*What you need to do*.
Copy word for word, please, the lines of the entries below running from the one containing "task | indicate the white" to the one containing "sample | [261, 309]", both ends included.

--- Data extract Enclosed Below ---

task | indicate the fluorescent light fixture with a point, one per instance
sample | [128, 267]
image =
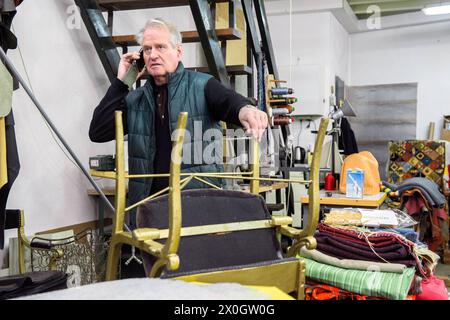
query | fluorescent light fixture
[442, 8]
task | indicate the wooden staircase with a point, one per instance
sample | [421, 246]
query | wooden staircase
[214, 41]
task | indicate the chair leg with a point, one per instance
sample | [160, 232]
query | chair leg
[112, 264]
[301, 279]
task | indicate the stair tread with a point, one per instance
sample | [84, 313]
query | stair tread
[142, 4]
[187, 36]
[235, 70]
[232, 70]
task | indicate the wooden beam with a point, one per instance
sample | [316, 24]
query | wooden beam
[142, 4]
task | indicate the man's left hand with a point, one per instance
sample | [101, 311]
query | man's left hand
[253, 120]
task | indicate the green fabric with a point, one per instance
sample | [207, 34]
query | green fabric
[185, 93]
[389, 285]
[351, 264]
[6, 89]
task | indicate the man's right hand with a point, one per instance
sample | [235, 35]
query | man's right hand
[125, 64]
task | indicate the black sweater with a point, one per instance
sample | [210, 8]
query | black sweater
[223, 103]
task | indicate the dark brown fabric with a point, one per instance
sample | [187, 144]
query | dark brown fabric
[206, 207]
[32, 283]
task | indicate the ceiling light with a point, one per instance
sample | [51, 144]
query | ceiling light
[443, 8]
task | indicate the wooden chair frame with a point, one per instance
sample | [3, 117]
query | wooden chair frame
[166, 254]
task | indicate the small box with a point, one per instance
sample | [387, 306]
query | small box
[354, 183]
[102, 163]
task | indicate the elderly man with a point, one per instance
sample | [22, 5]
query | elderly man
[151, 111]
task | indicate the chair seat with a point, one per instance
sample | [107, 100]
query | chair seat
[203, 207]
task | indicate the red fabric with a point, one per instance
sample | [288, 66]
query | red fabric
[433, 289]
[414, 202]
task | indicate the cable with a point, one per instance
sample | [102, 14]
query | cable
[32, 90]
[290, 41]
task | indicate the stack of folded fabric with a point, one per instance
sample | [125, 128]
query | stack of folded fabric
[369, 264]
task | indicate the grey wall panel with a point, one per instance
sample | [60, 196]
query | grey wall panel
[384, 113]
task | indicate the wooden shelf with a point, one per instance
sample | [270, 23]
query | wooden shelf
[187, 36]
[112, 5]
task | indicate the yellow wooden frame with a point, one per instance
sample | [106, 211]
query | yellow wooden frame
[166, 254]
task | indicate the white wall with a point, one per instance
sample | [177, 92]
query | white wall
[68, 80]
[318, 40]
[404, 55]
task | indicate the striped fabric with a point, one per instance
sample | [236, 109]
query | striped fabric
[388, 285]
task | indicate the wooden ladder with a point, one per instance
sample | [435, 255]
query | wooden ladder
[213, 40]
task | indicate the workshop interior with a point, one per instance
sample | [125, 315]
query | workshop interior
[343, 195]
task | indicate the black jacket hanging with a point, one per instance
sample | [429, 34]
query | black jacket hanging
[347, 140]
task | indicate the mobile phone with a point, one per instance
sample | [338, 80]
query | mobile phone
[140, 63]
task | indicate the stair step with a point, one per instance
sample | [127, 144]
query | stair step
[237, 70]
[188, 36]
[231, 70]
[111, 5]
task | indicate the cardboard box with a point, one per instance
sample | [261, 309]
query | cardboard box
[355, 183]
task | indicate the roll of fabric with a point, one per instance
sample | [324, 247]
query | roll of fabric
[345, 243]
[389, 285]
[352, 264]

--- End of Enclosed Data extract ---

*Answer to this problem*.
task | indicate the white wall with a point, one per instance
sample | [177, 92]
query | white wall
[68, 80]
[318, 40]
[404, 55]
task | indicate the striped fabric with a point, one per instance
sample | [236, 109]
query | striped fabric
[388, 285]
task | indicate the wooden ladder with a point, one per instance
sample | [435, 255]
query | wooden ladder
[213, 40]
task | indicate the workshop interior with a point, one per instance
sample | [125, 315]
query | workshop interior
[343, 195]
task | indicate the black jacket hanging with a point, one per instance
sample | [429, 34]
query | black jacket hanging
[347, 140]
task | indicate the mobile phone with a point, one per instance
sample | [338, 80]
query | mobile phone
[140, 63]
task | indicate the stair step with a point, one per instance
sample | [127, 144]
query | stair step
[237, 70]
[188, 36]
[231, 70]
[111, 5]
task | indicate the cardboard box with a point, one per instance
sample | [261, 309]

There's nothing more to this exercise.